======== RECORDS FOR THE EXERCISE ========

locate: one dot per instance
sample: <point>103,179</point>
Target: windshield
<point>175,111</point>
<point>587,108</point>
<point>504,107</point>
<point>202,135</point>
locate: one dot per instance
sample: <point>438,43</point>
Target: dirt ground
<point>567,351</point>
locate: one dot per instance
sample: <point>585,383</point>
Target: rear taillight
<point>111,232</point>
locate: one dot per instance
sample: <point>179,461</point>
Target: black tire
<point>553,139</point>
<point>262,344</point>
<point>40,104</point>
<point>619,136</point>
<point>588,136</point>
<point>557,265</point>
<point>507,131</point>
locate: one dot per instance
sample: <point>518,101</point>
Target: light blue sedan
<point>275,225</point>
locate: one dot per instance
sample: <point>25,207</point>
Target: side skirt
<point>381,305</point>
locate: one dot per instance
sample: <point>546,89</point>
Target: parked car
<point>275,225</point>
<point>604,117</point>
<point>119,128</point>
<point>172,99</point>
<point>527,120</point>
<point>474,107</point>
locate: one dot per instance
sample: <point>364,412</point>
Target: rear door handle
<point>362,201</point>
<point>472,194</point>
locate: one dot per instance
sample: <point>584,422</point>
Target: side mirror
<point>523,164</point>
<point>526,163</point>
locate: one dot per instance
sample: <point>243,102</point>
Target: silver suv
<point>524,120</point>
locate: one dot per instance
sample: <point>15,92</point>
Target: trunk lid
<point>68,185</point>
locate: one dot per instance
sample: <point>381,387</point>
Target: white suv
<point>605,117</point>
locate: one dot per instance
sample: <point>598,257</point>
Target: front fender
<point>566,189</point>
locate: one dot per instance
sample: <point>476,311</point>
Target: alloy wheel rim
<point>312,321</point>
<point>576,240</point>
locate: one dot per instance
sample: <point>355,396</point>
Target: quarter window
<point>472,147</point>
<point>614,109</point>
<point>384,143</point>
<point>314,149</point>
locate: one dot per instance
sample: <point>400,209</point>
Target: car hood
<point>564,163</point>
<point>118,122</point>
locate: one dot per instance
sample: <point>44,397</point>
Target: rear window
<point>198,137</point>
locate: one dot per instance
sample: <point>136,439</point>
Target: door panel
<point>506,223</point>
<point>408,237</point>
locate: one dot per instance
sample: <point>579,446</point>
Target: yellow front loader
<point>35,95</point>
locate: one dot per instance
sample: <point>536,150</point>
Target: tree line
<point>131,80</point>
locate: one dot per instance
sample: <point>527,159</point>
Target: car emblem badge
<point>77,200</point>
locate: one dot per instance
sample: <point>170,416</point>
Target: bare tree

========

[PROBLEM STATEMENT]
What you give back should be only the lines of the records above, starting at the line with "sample: <point>546,89</point>" and ending at the line with "sample: <point>598,257</point>", restated word for word.

[SOLUTION TO THE EXERCISE]
sample: <point>546,89</point>
Target: parked car
<point>275,225</point>
<point>604,117</point>
<point>119,128</point>
<point>172,99</point>
<point>527,120</point>
<point>474,107</point>
locate: one dot per instance
sample: <point>364,412</point>
Target: rear door handle
<point>362,201</point>
<point>472,194</point>
locate: one dot per instance
sample: <point>584,422</point>
Target: side mirror
<point>523,164</point>
<point>526,163</point>
locate: one dot per instance
sample: <point>243,102</point>
Target: silver suv
<point>524,120</point>
locate: one dot per instance
sample: <point>15,92</point>
Target: trunk lid
<point>68,185</point>
locate: one dot per instance
sample: <point>381,387</point>
Target: white suv
<point>605,117</point>
locate: one dot per instance
sample: <point>598,257</point>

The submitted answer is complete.